## MATERIAL TO PROCESS
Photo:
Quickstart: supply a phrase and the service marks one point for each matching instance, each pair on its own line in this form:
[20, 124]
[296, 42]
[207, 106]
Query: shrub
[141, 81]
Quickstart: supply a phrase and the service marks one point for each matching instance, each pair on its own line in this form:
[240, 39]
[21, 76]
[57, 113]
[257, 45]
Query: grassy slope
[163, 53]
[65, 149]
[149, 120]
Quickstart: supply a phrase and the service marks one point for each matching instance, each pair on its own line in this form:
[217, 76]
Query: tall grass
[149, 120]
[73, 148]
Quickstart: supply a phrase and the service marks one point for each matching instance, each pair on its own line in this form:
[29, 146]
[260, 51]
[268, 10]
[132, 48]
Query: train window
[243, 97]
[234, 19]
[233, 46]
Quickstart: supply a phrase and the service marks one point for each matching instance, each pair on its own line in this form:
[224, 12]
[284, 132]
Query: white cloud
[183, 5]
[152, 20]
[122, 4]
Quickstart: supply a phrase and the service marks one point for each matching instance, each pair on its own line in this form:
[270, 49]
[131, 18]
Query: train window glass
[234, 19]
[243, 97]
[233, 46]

## GOAL
Update every entry by changing "service" to "tool" throughout, and leave everything else untouched.

## ANSWER IN FULL
Photo:
Quickstart: supply a phrase and the tool marks one point for each matching instance, each pair on its own line in this form:
[20, 124]
[296, 42]
[207, 106]
Query: shrub
[141, 81]
Quickstart: supply a phrase and the tool marks one point for each matching instance, each pair on its own line in this form:
[240, 39]
[21, 76]
[57, 113]
[257, 45]
Query: grassy slope
[163, 53]
[65, 149]
[149, 120]
Quickstart: supply a phrase and the tool marks one point for each matching instance, each pair on its own line in this form:
[217, 76]
Query: tall grass
[149, 120]
[73, 148]
Quickstart: supply a phrase and the tool marks one point for each matching instance, each pair on its own line in this form:
[29, 146]
[260, 51]
[268, 10]
[132, 48]
Query: train window
[243, 97]
[234, 19]
[233, 46]
Quickstart: supply a phrase and the tool marks one point for each matching instance, each pair on its own line in this form:
[224, 12]
[284, 132]
Query: white cloud
[183, 5]
[152, 20]
[122, 4]
Quickstart: supply a phrase and the tool marks one point for each matching instance, each pair on its own line in this form:
[270, 49]
[131, 18]
Query: train window glass
[234, 19]
[243, 97]
[233, 46]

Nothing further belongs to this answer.